* [Work required] Return each line of the items below that contains the word "dark", reproducing every such line unchanged.

* [Record set]
- - -

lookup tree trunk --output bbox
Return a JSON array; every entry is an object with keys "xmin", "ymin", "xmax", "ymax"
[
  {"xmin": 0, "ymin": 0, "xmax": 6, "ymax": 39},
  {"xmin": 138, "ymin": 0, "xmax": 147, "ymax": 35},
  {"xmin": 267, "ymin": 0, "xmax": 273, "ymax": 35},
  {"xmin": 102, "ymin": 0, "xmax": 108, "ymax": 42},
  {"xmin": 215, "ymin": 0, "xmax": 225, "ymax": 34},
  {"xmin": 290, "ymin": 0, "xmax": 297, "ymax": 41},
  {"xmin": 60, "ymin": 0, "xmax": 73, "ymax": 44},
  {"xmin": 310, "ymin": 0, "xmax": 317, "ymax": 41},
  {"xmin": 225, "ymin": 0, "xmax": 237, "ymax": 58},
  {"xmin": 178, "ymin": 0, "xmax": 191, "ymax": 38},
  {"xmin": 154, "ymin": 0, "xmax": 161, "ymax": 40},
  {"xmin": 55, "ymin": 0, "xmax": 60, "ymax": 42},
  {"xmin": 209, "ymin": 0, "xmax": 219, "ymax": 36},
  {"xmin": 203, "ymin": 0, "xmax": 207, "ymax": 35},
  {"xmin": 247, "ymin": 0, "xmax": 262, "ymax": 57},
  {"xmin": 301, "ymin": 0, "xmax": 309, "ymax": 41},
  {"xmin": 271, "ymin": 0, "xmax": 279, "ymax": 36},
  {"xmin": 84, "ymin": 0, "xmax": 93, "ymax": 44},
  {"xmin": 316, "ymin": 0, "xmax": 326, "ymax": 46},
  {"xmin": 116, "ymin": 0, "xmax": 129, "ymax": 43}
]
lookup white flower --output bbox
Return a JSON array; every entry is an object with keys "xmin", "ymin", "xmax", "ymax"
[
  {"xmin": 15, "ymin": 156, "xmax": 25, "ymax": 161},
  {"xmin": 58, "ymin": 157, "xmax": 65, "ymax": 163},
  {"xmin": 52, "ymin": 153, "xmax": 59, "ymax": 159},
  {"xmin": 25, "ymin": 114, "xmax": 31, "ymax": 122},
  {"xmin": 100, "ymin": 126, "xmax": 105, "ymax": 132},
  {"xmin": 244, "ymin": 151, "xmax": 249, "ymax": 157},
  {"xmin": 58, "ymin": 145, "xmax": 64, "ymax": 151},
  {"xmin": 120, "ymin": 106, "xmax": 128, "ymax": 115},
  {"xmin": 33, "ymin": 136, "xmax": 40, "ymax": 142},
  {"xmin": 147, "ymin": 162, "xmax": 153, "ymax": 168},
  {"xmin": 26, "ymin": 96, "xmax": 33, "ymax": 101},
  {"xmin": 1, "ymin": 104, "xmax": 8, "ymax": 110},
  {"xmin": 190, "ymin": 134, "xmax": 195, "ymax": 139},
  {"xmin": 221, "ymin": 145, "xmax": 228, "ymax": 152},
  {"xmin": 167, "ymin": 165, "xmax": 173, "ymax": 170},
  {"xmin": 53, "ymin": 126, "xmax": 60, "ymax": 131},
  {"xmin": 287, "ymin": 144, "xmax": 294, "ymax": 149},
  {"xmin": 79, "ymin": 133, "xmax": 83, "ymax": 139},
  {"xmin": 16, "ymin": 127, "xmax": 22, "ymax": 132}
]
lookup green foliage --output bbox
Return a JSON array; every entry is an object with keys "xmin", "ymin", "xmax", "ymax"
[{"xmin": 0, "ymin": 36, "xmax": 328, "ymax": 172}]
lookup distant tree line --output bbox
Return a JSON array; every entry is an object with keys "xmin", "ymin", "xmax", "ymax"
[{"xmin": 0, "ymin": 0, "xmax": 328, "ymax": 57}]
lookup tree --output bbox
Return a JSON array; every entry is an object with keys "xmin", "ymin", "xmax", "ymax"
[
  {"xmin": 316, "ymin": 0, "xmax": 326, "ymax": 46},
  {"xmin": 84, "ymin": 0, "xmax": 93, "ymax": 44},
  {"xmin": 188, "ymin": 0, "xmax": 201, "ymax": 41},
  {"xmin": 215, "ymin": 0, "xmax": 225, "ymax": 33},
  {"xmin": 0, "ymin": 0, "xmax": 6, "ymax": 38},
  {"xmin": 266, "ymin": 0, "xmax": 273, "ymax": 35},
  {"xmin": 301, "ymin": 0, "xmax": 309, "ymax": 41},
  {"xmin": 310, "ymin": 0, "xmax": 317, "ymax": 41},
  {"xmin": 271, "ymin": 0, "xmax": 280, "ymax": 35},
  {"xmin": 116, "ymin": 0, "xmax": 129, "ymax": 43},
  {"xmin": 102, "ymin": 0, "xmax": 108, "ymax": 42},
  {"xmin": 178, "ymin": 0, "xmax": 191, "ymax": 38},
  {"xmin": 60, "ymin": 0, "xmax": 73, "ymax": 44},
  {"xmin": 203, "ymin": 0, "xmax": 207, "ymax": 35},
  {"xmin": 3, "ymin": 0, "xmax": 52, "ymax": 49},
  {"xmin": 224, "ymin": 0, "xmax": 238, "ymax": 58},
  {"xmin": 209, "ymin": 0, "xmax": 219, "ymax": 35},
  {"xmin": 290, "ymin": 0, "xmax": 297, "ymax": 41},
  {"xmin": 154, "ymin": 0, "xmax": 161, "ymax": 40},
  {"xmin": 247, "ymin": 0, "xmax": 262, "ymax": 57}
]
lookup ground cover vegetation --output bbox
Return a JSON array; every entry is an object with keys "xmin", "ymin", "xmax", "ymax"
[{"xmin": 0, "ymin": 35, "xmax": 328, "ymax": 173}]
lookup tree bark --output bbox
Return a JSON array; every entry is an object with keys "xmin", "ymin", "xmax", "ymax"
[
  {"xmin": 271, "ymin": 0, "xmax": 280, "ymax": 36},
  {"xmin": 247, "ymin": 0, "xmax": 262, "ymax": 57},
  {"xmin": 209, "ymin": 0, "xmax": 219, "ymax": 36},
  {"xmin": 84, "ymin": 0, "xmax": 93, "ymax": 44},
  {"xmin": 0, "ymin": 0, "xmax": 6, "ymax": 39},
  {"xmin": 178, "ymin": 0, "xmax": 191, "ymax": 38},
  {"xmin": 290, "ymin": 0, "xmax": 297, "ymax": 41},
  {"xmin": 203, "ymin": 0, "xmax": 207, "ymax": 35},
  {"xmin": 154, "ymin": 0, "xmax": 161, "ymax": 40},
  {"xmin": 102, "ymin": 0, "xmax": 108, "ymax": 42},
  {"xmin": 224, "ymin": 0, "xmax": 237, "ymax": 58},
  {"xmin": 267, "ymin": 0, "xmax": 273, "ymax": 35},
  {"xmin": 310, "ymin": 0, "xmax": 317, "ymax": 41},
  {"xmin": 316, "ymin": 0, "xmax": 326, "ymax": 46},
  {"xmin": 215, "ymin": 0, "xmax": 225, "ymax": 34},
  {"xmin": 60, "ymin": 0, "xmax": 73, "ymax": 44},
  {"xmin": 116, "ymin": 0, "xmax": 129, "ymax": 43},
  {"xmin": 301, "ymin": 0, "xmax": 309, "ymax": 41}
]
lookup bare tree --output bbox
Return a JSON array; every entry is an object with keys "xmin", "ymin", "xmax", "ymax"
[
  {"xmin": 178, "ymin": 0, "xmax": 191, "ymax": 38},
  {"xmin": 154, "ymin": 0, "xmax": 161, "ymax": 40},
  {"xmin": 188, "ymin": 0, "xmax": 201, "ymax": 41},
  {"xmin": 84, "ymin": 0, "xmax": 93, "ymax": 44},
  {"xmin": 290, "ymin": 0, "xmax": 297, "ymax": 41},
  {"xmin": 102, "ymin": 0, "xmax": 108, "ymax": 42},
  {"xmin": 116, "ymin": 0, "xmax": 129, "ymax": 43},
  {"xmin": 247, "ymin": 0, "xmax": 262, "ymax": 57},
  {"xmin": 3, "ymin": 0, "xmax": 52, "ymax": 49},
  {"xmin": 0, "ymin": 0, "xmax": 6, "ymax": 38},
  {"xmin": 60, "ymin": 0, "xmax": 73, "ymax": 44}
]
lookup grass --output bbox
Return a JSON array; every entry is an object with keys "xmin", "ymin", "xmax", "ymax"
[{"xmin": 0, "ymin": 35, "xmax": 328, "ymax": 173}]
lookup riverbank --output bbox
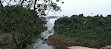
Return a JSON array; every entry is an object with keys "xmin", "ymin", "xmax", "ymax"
[{"xmin": 46, "ymin": 33, "xmax": 111, "ymax": 49}]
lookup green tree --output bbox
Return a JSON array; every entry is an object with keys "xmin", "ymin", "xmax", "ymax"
[{"xmin": 0, "ymin": 0, "xmax": 64, "ymax": 16}]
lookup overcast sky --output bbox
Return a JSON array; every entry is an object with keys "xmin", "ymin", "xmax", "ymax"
[{"xmin": 48, "ymin": 0, "xmax": 111, "ymax": 16}]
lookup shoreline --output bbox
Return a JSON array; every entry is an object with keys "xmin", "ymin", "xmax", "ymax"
[{"xmin": 46, "ymin": 35, "xmax": 111, "ymax": 49}]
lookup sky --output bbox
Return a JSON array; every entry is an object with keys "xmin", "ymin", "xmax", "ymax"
[{"xmin": 48, "ymin": 0, "xmax": 111, "ymax": 16}]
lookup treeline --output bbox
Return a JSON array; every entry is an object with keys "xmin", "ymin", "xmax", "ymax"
[
  {"xmin": 54, "ymin": 14, "xmax": 111, "ymax": 48},
  {"xmin": 0, "ymin": 6, "xmax": 45, "ymax": 49}
]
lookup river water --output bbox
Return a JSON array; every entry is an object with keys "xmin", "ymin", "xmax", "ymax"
[{"xmin": 32, "ymin": 17, "xmax": 64, "ymax": 49}]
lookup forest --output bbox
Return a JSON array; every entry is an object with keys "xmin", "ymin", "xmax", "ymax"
[
  {"xmin": 0, "ymin": 5, "xmax": 45, "ymax": 49},
  {"xmin": 51, "ymin": 14, "xmax": 111, "ymax": 48}
]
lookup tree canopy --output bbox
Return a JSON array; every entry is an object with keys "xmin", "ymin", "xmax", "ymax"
[
  {"xmin": 54, "ymin": 14, "xmax": 111, "ymax": 48},
  {"xmin": 0, "ymin": 0, "xmax": 64, "ymax": 16}
]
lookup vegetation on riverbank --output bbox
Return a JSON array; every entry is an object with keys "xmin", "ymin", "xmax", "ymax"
[
  {"xmin": 49, "ymin": 14, "xmax": 111, "ymax": 48},
  {"xmin": 0, "ymin": 5, "xmax": 45, "ymax": 49}
]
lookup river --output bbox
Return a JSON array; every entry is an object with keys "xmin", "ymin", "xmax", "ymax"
[{"xmin": 32, "ymin": 17, "xmax": 65, "ymax": 49}]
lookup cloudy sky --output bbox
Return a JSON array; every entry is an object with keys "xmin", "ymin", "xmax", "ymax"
[{"xmin": 48, "ymin": 0, "xmax": 111, "ymax": 16}]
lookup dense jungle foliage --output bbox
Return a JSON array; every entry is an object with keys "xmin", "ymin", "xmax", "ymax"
[
  {"xmin": 0, "ymin": 6, "xmax": 45, "ymax": 49},
  {"xmin": 54, "ymin": 14, "xmax": 111, "ymax": 48}
]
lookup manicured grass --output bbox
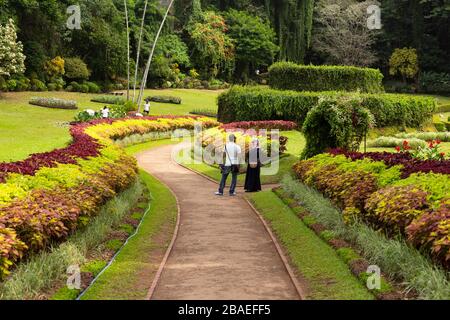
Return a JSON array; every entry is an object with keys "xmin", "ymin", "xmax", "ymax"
[
  {"xmin": 184, "ymin": 131, "xmax": 306, "ymax": 186},
  {"xmin": 0, "ymin": 89, "xmax": 220, "ymax": 162},
  {"xmin": 0, "ymin": 182, "xmax": 143, "ymax": 300},
  {"xmin": 281, "ymin": 176, "xmax": 450, "ymax": 300},
  {"xmin": 82, "ymin": 171, "xmax": 177, "ymax": 300},
  {"xmin": 250, "ymin": 191, "xmax": 374, "ymax": 300}
]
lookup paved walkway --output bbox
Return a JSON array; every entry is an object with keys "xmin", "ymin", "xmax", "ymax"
[{"xmin": 138, "ymin": 146, "xmax": 299, "ymax": 300}]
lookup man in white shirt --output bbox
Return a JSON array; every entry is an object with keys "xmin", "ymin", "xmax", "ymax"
[
  {"xmin": 216, "ymin": 134, "xmax": 242, "ymax": 196},
  {"xmin": 144, "ymin": 100, "xmax": 150, "ymax": 116},
  {"xmin": 102, "ymin": 106, "xmax": 109, "ymax": 119}
]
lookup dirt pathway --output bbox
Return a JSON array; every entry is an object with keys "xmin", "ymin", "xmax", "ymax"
[{"xmin": 137, "ymin": 146, "xmax": 299, "ymax": 300}]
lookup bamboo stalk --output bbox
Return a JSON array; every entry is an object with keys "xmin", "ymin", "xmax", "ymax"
[
  {"xmin": 123, "ymin": 0, "xmax": 130, "ymax": 101},
  {"xmin": 138, "ymin": 0, "xmax": 175, "ymax": 112},
  {"xmin": 133, "ymin": 0, "xmax": 148, "ymax": 102}
]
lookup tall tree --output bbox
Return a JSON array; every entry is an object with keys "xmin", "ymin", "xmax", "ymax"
[
  {"xmin": 265, "ymin": 0, "xmax": 314, "ymax": 63},
  {"xmin": 0, "ymin": 19, "xmax": 25, "ymax": 77},
  {"xmin": 313, "ymin": 0, "xmax": 379, "ymax": 67}
]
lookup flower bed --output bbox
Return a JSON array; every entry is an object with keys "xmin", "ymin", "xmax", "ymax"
[
  {"xmin": 29, "ymin": 97, "xmax": 78, "ymax": 110},
  {"xmin": 294, "ymin": 150, "xmax": 450, "ymax": 267},
  {"xmin": 0, "ymin": 117, "xmax": 217, "ymax": 278}
]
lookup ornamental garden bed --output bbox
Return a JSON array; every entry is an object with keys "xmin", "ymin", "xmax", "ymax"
[
  {"xmin": 29, "ymin": 97, "xmax": 78, "ymax": 110},
  {"xmin": 294, "ymin": 150, "xmax": 450, "ymax": 270},
  {"xmin": 0, "ymin": 116, "xmax": 217, "ymax": 278}
]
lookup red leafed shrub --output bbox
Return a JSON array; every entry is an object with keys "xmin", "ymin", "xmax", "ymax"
[
  {"xmin": 364, "ymin": 185, "xmax": 429, "ymax": 234},
  {"xmin": 406, "ymin": 198, "xmax": 450, "ymax": 267},
  {"xmin": 0, "ymin": 225, "xmax": 27, "ymax": 279},
  {"xmin": 0, "ymin": 116, "xmax": 200, "ymax": 183},
  {"xmin": 220, "ymin": 120, "xmax": 297, "ymax": 131},
  {"xmin": 329, "ymin": 149, "xmax": 450, "ymax": 178}
]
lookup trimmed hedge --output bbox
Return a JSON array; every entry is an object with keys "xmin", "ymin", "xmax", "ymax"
[
  {"xmin": 29, "ymin": 97, "xmax": 78, "ymax": 110},
  {"xmin": 147, "ymin": 96, "xmax": 181, "ymax": 104},
  {"xmin": 269, "ymin": 62, "xmax": 384, "ymax": 93},
  {"xmin": 218, "ymin": 86, "xmax": 436, "ymax": 127}
]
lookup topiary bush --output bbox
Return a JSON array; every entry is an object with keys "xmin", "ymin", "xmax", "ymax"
[
  {"xmin": 269, "ymin": 62, "xmax": 384, "ymax": 93},
  {"xmin": 29, "ymin": 97, "xmax": 78, "ymax": 109},
  {"xmin": 218, "ymin": 86, "xmax": 436, "ymax": 127},
  {"xmin": 302, "ymin": 97, "xmax": 374, "ymax": 158}
]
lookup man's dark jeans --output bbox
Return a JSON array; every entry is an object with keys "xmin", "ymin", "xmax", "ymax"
[{"xmin": 219, "ymin": 166, "xmax": 238, "ymax": 194}]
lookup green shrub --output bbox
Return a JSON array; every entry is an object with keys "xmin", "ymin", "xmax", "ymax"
[
  {"xmin": 30, "ymin": 79, "xmax": 47, "ymax": 91},
  {"xmin": 13, "ymin": 75, "xmax": 30, "ymax": 91},
  {"xmin": 147, "ymin": 96, "xmax": 181, "ymax": 104},
  {"xmin": 218, "ymin": 86, "xmax": 436, "ymax": 127},
  {"xmin": 434, "ymin": 122, "xmax": 447, "ymax": 132},
  {"xmin": 395, "ymin": 132, "xmax": 450, "ymax": 142},
  {"xmin": 84, "ymin": 81, "xmax": 101, "ymax": 93},
  {"xmin": 91, "ymin": 95, "xmax": 126, "ymax": 104},
  {"xmin": 189, "ymin": 109, "xmax": 217, "ymax": 118},
  {"xmin": 269, "ymin": 62, "xmax": 384, "ymax": 93},
  {"xmin": 302, "ymin": 97, "xmax": 374, "ymax": 158},
  {"xmin": 0, "ymin": 76, "xmax": 8, "ymax": 91},
  {"xmin": 419, "ymin": 72, "xmax": 450, "ymax": 94},
  {"xmin": 29, "ymin": 97, "xmax": 77, "ymax": 109},
  {"xmin": 47, "ymin": 83, "xmax": 58, "ymax": 91},
  {"xmin": 79, "ymin": 83, "xmax": 89, "ymax": 93},
  {"xmin": 6, "ymin": 79, "xmax": 17, "ymax": 91},
  {"xmin": 64, "ymin": 58, "xmax": 90, "ymax": 80},
  {"xmin": 367, "ymin": 137, "xmax": 428, "ymax": 149}
]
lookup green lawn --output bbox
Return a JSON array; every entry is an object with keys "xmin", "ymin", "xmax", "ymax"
[
  {"xmin": 0, "ymin": 89, "xmax": 221, "ymax": 162},
  {"xmin": 180, "ymin": 131, "xmax": 306, "ymax": 186},
  {"xmin": 250, "ymin": 191, "xmax": 374, "ymax": 300}
]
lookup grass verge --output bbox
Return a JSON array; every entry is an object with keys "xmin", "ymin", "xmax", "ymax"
[
  {"xmin": 0, "ymin": 182, "xmax": 142, "ymax": 300},
  {"xmin": 281, "ymin": 176, "xmax": 450, "ymax": 300},
  {"xmin": 82, "ymin": 171, "xmax": 178, "ymax": 300},
  {"xmin": 250, "ymin": 191, "xmax": 374, "ymax": 300}
]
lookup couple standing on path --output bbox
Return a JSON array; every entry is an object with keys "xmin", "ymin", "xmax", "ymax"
[{"xmin": 216, "ymin": 134, "xmax": 261, "ymax": 196}]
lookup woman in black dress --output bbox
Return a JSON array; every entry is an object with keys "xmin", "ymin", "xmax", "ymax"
[{"xmin": 244, "ymin": 138, "xmax": 261, "ymax": 192}]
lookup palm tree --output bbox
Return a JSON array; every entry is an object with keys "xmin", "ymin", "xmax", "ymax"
[{"xmin": 137, "ymin": 0, "xmax": 175, "ymax": 112}]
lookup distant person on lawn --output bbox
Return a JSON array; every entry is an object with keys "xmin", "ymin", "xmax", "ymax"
[
  {"xmin": 102, "ymin": 106, "xmax": 109, "ymax": 119},
  {"xmin": 244, "ymin": 138, "xmax": 261, "ymax": 192},
  {"xmin": 216, "ymin": 134, "xmax": 242, "ymax": 196},
  {"xmin": 144, "ymin": 99, "xmax": 150, "ymax": 116}
]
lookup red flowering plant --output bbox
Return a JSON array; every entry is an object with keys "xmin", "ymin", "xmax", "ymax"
[{"xmin": 395, "ymin": 140, "xmax": 411, "ymax": 152}]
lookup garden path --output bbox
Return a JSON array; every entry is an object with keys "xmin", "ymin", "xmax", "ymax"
[{"xmin": 137, "ymin": 145, "xmax": 300, "ymax": 300}]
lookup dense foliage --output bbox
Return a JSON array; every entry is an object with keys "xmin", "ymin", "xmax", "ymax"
[
  {"xmin": 30, "ymin": 97, "xmax": 78, "ymax": 109},
  {"xmin": 294, "ymin": 152, "xmax": 450, "ymax": 267},
  {"xmin": 218, "ymin": 86, "xmax": 436, "ymax": 127},
  {"xmin": 269, "ymin": 62, "xmax": 384, "ymax": 93},
  {"xmin": 0, "ymin": 117, "xmax": 217, "ymax": 278},
  {"xmin": 0, "ymin": 0, "xmax": 450, "ymax": 91},
  {"xmin": 302, "ymin": 97, "xmax": 374, "ymax": 158}
]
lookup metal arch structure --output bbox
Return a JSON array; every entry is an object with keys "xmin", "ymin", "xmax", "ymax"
[{"xmin": 137, "ymin": 0, "xmax": 175, "ymax": 112}]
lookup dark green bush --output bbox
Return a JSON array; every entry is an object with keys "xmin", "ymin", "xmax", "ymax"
[
  {"xmin": 218, "ymin": 86, "xmax": 436, "ymax": 127},
  {"xmin": 269, "ymin": 62, "xmax": 384, "ymax": 93},
  {"xmin": 147, "ymin": 96, "xmax": 181, "ymax": 104},
  {"xmin": 419, "ymin": 72, "xmax": 450, "ymax": 94},
  {"xmin": 64, "ymin": 58, "xmax": 90, "ymax": 80},
  {"xmin": 91, "ymin": 95, "xmax": 126, "ymax": 104},
  {"xmin": 302, "ymin": 96, "xmax": 374, "ymax": 159},
  {"xmin": 30, "ymin": 79, "xmax": 47, "ymax": 91},
  {"xmin": 84, "ymin": 81, "xmax": 101, "ymax": 93}
]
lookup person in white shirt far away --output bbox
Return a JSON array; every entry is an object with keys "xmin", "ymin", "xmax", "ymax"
[
  {"xmin": 216, "ymin": 134, "xmax": 242, "ymax": 196},
  {"xmin": 102, "ymin": 106, "xmax": 109, "ymax": 119}
]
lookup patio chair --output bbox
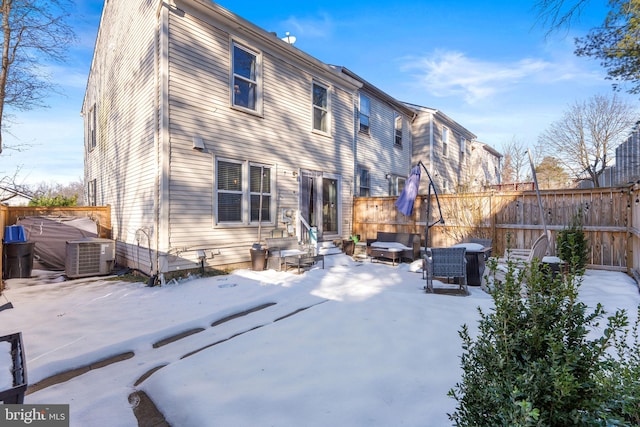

- - -

* [Final result]
lookup man's dark jeans --output bbox
lookup dark green bush --output bbox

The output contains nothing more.